**Work to complete**
1. From the passage below on Anderson Energy's risk management, list every group or thing whose safety the emergency response plan is designed to protect.
2. Answer the following questions using the passage below on Anderson Energy's risk management:
(a) Where does the Company generate its exploration prospects?
(b) What does the corporate safety program cover on the jobsite?
(c) What does the Company ensure regarding its buyers?
3. Write a continuation of the passage below on Anderson Energy's risk management, beginning after its final sentence.
* Begin Given passage *
Anderson Energy manages these risks by employing competent professional staff, following sound operating practices and using capital prudently. The Company generates its exploration prospects internally and performs extensive geological, geophysical, engineering, and environmental analysis before committing to the drilling of new prospects. Anderson Energy seeks out and employs new technologies where possible. With the Company's extensive drilling inventory and advance planning, the Company can manage the slower pace of regulatory approvals and the requirements for extensive landowner consultation.
The Company has a formal emergency response plan which details the procedures employees and contractors will follow in the event of an operational emergency. The emergency response plan is designed to respond to emergencies in an organized and timely manner so that the safety of employees, contractors, residents in the vicinity of field operations, the general public and the environment are protected. A corporate safety program covers hazard identification and control on the jobsite, establishes Company policies, rules and work procedures and outlines training requirements for employees and contract personnel.
The Company currently deals with a small number of buyers and sales contracts, and ensures those buyers are an appropriate credit risk. The Company continuously evaluates the merits of entering into fixed price or financial hedge contracts for price management.
* End Given passage *
* Begin Information shown *
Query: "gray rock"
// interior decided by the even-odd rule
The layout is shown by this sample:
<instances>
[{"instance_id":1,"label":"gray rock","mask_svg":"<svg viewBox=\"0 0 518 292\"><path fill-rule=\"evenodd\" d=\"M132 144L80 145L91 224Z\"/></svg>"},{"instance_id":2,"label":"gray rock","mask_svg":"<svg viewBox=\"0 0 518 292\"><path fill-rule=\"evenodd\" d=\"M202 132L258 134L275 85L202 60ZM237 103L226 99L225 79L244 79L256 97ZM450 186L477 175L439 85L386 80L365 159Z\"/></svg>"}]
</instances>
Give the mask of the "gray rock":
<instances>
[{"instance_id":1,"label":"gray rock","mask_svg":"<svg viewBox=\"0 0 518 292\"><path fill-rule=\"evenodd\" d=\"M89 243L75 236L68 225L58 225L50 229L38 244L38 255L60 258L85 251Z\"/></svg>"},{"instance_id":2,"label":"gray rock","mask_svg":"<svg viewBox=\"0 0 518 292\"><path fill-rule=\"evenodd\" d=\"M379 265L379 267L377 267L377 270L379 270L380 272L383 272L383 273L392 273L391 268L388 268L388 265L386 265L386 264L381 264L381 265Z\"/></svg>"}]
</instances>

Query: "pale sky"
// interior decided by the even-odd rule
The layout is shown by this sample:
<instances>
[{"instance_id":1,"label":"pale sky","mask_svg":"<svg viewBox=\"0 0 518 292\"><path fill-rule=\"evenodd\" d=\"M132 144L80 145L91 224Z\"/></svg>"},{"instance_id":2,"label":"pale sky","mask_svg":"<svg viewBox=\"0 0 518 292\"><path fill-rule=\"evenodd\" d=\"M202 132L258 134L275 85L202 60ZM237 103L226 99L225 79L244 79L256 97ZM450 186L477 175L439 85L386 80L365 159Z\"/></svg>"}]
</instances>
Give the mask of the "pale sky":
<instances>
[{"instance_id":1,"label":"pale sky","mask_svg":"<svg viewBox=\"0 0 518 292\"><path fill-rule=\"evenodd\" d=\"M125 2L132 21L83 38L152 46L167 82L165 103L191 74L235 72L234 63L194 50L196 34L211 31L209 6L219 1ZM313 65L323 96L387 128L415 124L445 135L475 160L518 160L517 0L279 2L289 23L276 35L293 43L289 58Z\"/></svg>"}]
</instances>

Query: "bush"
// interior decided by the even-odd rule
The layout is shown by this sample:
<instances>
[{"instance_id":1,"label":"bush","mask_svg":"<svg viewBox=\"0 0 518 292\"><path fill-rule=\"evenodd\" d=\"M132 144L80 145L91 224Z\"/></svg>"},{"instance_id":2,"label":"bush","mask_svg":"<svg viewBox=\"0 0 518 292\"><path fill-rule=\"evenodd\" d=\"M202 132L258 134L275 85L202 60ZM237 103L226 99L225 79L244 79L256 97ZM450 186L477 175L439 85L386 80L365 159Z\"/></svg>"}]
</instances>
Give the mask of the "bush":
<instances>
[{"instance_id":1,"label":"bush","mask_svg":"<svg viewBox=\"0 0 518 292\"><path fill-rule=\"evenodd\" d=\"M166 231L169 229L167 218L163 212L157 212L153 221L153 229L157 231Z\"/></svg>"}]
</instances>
* End Information shown *
* Begin Information shown *
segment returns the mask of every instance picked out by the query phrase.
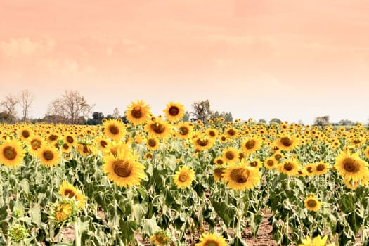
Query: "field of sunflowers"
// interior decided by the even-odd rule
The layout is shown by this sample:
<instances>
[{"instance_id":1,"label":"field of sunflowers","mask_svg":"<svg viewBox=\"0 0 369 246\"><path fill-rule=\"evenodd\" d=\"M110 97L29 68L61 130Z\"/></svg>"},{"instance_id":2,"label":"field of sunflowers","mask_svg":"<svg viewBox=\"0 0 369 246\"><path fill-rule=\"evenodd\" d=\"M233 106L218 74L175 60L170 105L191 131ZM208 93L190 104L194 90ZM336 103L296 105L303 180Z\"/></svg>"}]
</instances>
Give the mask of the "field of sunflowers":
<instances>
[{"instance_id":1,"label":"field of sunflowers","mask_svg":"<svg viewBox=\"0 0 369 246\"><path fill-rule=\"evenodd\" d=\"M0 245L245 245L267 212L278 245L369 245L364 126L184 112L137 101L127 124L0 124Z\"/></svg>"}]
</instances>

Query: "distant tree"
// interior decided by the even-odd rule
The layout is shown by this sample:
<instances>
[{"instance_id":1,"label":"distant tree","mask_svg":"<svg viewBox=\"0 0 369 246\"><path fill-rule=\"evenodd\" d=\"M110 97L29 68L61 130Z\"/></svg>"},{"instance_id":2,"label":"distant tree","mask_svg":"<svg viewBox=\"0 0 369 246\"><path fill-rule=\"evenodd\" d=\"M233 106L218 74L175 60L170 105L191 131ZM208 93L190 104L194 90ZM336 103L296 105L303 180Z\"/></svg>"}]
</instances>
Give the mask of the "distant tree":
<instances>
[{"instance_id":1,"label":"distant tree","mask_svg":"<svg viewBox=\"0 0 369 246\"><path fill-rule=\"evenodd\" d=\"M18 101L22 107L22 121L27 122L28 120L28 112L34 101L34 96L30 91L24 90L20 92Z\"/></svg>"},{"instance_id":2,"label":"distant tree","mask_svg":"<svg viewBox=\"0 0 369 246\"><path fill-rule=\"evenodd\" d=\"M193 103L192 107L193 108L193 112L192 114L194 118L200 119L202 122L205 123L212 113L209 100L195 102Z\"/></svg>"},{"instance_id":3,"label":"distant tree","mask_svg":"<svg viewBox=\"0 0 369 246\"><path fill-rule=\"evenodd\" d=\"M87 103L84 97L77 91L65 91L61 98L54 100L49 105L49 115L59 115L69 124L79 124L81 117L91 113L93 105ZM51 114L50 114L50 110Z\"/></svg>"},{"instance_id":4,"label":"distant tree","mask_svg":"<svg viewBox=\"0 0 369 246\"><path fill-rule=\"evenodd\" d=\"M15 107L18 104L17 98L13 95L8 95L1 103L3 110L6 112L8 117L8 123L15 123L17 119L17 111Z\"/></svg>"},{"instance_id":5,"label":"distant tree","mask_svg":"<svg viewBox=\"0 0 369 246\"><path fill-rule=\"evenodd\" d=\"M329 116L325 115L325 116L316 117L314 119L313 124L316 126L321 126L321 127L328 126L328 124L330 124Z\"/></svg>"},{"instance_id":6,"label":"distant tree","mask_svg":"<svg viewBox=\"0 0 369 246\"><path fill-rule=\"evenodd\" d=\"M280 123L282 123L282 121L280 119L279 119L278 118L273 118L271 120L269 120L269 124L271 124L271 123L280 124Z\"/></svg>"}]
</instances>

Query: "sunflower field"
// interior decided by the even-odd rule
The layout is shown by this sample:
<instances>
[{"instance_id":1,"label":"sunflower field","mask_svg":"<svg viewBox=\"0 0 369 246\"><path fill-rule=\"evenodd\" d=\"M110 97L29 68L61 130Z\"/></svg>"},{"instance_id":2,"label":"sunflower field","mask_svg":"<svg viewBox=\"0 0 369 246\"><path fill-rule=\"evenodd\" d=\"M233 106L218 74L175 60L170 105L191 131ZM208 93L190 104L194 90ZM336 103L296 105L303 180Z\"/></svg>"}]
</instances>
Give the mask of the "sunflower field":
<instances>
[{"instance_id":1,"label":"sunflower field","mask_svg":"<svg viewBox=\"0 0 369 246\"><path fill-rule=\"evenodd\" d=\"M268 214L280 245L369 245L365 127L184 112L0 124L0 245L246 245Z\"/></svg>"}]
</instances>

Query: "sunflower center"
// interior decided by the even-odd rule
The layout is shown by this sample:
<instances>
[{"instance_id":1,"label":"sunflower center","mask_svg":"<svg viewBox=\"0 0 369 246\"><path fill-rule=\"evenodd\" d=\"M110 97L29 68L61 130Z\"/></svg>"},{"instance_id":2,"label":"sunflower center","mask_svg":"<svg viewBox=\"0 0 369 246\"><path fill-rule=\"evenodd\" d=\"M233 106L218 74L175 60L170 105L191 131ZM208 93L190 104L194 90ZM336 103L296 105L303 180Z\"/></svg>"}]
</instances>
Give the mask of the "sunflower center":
* End Information shown *
* Begin Information shown *
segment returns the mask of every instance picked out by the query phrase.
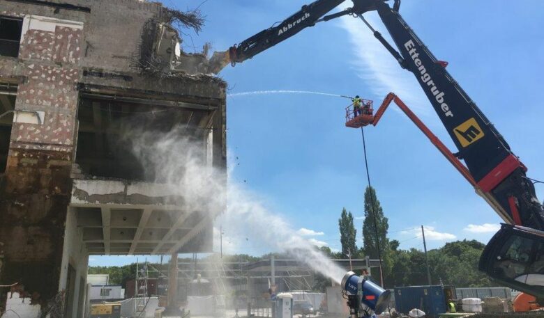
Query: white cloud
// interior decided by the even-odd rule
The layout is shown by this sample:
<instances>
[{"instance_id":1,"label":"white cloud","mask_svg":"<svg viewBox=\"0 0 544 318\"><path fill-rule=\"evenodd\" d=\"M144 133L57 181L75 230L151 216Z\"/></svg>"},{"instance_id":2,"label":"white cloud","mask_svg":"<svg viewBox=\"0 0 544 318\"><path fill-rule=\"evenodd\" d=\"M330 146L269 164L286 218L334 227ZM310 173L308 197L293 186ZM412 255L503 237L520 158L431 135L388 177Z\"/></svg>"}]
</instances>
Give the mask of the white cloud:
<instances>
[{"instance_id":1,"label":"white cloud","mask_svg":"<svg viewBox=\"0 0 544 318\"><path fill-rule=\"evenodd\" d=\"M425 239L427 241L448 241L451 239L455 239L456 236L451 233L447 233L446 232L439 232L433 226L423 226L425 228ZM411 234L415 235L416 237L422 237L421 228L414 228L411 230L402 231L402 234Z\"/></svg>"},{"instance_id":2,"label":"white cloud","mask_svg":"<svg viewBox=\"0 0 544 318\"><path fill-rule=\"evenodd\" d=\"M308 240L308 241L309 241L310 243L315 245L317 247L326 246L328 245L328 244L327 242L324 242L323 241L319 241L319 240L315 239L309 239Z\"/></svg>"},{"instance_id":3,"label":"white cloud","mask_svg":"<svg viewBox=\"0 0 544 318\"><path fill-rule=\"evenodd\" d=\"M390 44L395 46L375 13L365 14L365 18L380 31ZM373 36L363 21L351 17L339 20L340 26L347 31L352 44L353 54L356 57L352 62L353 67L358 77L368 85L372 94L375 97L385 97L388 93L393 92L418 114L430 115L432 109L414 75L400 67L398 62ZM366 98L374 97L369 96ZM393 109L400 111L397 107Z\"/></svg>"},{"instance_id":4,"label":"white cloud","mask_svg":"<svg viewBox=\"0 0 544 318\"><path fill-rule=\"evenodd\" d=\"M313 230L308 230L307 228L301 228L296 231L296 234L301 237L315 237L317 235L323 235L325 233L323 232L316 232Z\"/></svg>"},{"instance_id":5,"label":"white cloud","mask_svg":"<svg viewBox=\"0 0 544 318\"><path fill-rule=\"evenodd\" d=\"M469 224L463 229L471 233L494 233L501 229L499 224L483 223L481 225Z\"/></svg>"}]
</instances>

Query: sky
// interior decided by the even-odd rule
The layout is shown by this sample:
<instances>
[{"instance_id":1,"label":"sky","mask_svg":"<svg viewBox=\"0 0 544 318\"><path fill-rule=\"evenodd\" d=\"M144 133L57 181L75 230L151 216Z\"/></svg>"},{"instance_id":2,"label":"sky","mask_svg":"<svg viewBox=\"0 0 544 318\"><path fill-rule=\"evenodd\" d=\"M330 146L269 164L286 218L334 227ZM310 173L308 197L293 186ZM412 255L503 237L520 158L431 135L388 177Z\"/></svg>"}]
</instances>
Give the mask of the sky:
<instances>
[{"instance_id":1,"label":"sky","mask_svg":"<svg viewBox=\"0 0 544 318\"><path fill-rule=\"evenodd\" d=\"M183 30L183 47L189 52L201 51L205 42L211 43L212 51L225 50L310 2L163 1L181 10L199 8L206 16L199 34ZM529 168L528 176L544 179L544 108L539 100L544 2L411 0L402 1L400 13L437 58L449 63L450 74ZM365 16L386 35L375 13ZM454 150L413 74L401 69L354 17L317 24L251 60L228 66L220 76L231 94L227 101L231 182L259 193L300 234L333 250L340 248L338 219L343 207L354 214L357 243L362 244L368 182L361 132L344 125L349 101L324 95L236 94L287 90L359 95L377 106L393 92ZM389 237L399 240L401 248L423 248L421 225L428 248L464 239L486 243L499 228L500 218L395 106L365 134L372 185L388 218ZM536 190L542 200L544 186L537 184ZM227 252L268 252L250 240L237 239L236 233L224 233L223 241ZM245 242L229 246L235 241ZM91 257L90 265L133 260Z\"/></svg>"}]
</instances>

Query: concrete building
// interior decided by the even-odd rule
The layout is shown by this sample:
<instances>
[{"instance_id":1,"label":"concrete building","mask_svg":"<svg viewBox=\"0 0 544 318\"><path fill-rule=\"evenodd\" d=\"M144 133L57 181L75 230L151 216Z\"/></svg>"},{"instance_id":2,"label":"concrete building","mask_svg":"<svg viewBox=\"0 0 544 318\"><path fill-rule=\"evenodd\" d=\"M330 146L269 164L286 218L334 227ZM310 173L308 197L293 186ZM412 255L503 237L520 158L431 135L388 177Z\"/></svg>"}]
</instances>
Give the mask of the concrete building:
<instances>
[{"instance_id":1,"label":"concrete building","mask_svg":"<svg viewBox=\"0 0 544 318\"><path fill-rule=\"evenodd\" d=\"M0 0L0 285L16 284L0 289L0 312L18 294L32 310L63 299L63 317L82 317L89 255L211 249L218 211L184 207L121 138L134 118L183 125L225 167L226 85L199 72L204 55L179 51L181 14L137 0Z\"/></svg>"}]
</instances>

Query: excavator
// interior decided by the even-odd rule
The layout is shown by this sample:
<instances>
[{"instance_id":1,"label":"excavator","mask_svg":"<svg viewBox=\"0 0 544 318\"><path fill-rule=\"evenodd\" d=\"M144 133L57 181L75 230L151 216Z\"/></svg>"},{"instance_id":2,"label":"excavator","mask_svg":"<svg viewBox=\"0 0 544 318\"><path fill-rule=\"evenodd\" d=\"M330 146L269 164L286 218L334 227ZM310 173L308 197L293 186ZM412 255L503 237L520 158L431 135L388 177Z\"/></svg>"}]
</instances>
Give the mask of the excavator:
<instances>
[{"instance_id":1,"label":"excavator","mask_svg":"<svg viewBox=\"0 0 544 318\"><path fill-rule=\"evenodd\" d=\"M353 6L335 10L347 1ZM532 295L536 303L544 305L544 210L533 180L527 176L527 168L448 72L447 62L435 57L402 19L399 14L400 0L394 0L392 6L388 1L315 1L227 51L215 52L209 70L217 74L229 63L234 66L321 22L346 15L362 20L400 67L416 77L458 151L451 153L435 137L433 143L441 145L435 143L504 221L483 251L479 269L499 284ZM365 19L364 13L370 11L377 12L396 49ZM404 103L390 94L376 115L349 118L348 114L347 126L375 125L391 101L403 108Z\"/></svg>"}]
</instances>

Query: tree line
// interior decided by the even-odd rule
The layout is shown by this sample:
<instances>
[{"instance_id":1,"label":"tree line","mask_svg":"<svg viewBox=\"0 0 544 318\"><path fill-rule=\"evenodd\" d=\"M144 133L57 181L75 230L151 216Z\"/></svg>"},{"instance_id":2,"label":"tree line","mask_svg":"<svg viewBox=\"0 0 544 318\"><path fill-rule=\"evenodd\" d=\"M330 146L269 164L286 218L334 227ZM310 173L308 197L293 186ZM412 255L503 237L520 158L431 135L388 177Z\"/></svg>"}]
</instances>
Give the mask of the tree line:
* End Information shown *
**Answers for the tasks**
1.
- Employees
- Contractors
- Residents in the vicinity of field operations
- The general public
- The environment

2.
(a) The Company generates its exploration prospects internally.
(b) It covers hazard identification and control.
(c) The Company ensures that its buyers are an appropriate credit risk.

3.
Canada is a signatory to the United Nations Framework Convention on Climate Change and has ratified the Kyoto Protocol established thereunder to set legally binding targets to reduce nation-wide emissions of carbon dioxide, methane, nitrous oxide and other "greenhouse gases". In response to the Kyoto Protocol, the Canadian federal government introduced the Regulatory Framework for Air Emissions (the "Regulatory Framework") for regulating air pollution and industrial greenhouse gas ("GHG") emissions by establishing mandatory emissions reduction requirements on a sector basis. Sector-specific regulations are expected to come into force in 2010 and targets would be based on percentages rather than absolute reductions. The Regulatory Framework also proposes a credit emissions trading system. Additionally, regulation can take place at the provincial and municipal level. For example, Alberta introduced the Climate Change and Emissions Management Act, which provides a framework for managing GHG emissions by reducing specific gas emissions relative to gross domestic product to an amount that is equal to or less than 50% of 1990 levels by December 31, 2020 and which imposes duties to report. The accompanying regulation, the Specified Gas Emitters Regulation, effective July 1, 2007, requires mandatory emissions reductions through the use of emissions intensity targets. The Canadian federal government proposes to enter into equivalency agreements with provinces that establish a regulatory regime to ensure consistency with the federal plan, but the success of any such plan is doubtful in the current political climate, leaving multiple overlapping levels of regulation. Given the evolving nature of the debate related to climate change and the control of greenhouse gases and resulting requirements, it is not possible to predict the impact of the requirements on Anderson Energy and its operations and financial condition.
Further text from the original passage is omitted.